Return each record unchanged and drop the images.

== GIVEN DATA

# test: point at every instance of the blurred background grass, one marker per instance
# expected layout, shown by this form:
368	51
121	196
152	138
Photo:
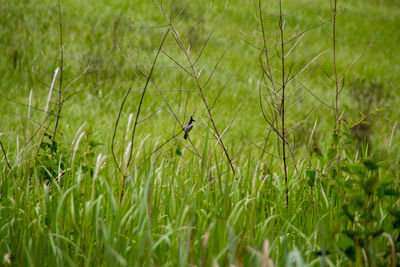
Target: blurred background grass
102	36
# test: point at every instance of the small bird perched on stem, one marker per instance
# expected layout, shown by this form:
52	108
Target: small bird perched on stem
188	127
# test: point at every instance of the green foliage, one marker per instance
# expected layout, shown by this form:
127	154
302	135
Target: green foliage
61	204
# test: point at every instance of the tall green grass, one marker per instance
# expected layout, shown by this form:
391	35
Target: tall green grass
64	207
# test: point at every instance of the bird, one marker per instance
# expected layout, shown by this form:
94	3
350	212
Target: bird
188	127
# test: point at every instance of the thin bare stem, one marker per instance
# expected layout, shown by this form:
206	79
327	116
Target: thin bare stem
60	103
5	155
196	78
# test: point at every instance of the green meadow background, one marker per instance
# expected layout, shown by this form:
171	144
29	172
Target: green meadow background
64	207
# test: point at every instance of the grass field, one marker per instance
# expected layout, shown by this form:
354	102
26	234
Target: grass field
331	198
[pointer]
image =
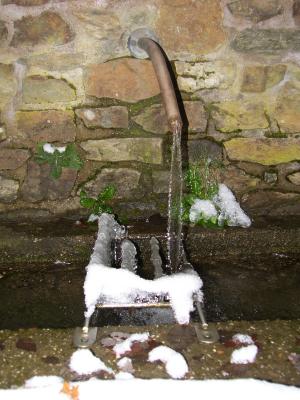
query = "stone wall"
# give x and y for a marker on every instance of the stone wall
(66, 76)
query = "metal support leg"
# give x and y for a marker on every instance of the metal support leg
(86, 336)
(205, 333)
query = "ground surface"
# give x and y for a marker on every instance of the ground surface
(25, 353)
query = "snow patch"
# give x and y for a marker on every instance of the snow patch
(202, 209)
(231, 211)
(122, 286)
(242, 338)
(43, 381)
(125, 346)
(175, 363)
(244, 355)
(83, 362)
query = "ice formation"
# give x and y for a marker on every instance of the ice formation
(84, 363)
(244, 355)
(242, 338)
(202, 208)
(224, 206)
(175, 363)
(125, 346)
(230, 209)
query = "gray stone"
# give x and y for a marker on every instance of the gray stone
(267, 40)
(13, 158)
(8, 189)
(160, 181)
(109, 117)
(147, 150)
(294, 178)
(38, 185)
(270, 203)
(39, 90)
(126, 180)
(198, 149)
(255, 10)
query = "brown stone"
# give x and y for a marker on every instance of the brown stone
(294, 178)
(39, 90)
(287, 109)
(124, 179)
(147, 150)
(13, 158)
(263, 151)
(3, 32)
(38, 184)
(124, 79)
(153, 119)
(8, 189)
(270, 203)
(46, 29)
(8, 83)
(25, 3)
(46, 126)
(255, 10)
(254, 79)
(109, 117)
(190, 27)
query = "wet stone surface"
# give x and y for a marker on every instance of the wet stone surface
(276, 360)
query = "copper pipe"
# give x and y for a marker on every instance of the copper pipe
(164, 81)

====

:: EXPECTED ANSWER ::
# test: point at every instance of the blurred background grass, one marker per instance
# expected layout, shown by this form:
368	51
121	196
152	138
Photo:
Target: blurred background grass
102	36
# test: point at every instance of the small bird perched on stem, one marker per instance
# expected layout, shown by this form:
52	108
Target: small bird perched on stem
188	127
# test: point at every instance of the green foliage, one marker per instance
# expected layout, shown by this form:
127	154
302	135
Target: green foliage
61	204
# test: point at every instance of the tall green grass, one marker per instance
# expected layout, shown by this form:
391	35
Target: tall green grass
64	207
# test: point at every instance of the bird, one marker per instance
# expected layout, shown by this form:
94	3
350	212
Target: bird
188	127
# test: point at every instance of the thin bare stem, one marker per instance
# expected layout, shown by this form:
206	79
327	116
Target: thin bare stem
60	103
5	155
196	78
# test: point at every instance of the green meadow background, one marker per instance
# expected layout, shown by this form:
171	144
29	172
Target: green meadow background
64	207
# test: point at every instance of the grass field, one marker per instance
# expected layout, shown by this form:
354	102
26	234
Target: grass field
331	198
[pointer]
image =
query = "stone wall"
# give x and y for a marker on every instance of the stone wall
(66, 76)
query = "metal support leg"
# give x and y for a marker on every instance of the metal support leg
(86, 336)
(205, 333)
query = "ground surface"
# give x and y for a marker on every instance of the ground surface
(25, 353)
query = "snow patch"
# give x and y for a marker on every instance of the snow patch
(202, 209)
(231, 211)
(122, 286)
(242, 338)
(43, 381)
(125, 346)
(175, 363)
(244, 355)
(83, 362)
query = "ice formation"
# give x and y for a marker on every instance of the ice formation
(84, 363)
(244, 355)
(242, 338)
(202, 208)
(224, 206)
(175, 363)
(125, 346)
(230, 209)
query = "gray stone"
# give x and y for a marker on every instance of the gray stone
(267, 40)
(13, 158)
(8, 189)
(160, 181)
(109, 117)
(147, 150)
(294, 178)
(38, 185)
(270, 203)
(39, 90)
(126, 180)
(198, 149)
(255, 10)
query = "brown stone"
# give x and y for a marker on every instance of the brown stone
(294, 178)
(39, 90)
(287, 109)
(124, 179)
(147, 150)
(13, 158)
(263, 151)
(3, 32)
(38, 184)
(124, 79)
(153, 119)
(8, 189)
(270, 203)
(46, 29)
(8, 83)
(25, 3)
(46, 126)
(255, 10)
(254, 79)
(109, 117)
(190, 27)
query = "wet stone surface"
# give x and y for a marker on every instance of the wet stone surface
(276, 360)
query = "copper pipe"
# give x and y for a marker on every instance of the copper pipe
(164, 81)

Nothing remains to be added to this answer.